**WORK TO BE COMPLETED**
Copy the data below and substitute "JSON list" for every occurrence of "JSON array". Keep everything else unchanged.

begin INFORMATION PROVIDED

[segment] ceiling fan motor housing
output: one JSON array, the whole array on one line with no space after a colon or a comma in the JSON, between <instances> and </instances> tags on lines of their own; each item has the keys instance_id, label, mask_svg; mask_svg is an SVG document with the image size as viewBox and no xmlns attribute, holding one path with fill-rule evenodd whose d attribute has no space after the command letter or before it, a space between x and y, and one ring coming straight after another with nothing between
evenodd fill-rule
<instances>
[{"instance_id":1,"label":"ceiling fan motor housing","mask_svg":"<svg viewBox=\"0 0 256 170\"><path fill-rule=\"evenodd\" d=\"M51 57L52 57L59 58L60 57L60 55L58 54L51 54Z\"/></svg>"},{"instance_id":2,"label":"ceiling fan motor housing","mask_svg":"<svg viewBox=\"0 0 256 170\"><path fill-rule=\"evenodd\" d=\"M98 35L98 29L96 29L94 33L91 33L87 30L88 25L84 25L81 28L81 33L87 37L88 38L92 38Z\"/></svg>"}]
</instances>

end INFORMATION PROVIDED

**RESPONSE FOR THIS EXERCISE**
[segment] ceiling fan motor housing
output: one JSON list, the whole array on one line with no space after a colon or a comma in the JSON, between <instances> and </instances> tags on lines of their own; each item has the keys instance_id, label, mask_svg; mask_svg is an SVG document with the image size as viewBox and no xmlns attribute, holding one path with fill-rule evenodd whose d attribute has no space after the command letter or before it, a space between x and y, and one ring coming straight after another with nothing between
evenodd fill-rule
<instances>
[{"instance_id":1,"label":"ceiling fan motor housing","mask_svg":"<svg viewBox=\"0 0 256 170\"><path fill-rule=\"evenodd\" d=\"M51 57L52 57L59 58L60 57L60 55L58 54L51 54Z\"/></svg>"},{"instance_id":2,"label":"ceiling fan motor housing","mask_svg":"<svg viewBox=\"0 0 256 170\"><path fill-rule=\"evenodd\" d=\"M98 35L98 29L96 29L94 33L91 33L87 30L88 25L84 25L81 28L81 33L87 37L88 38L92 38Z\"/></svg>"}]
</instances>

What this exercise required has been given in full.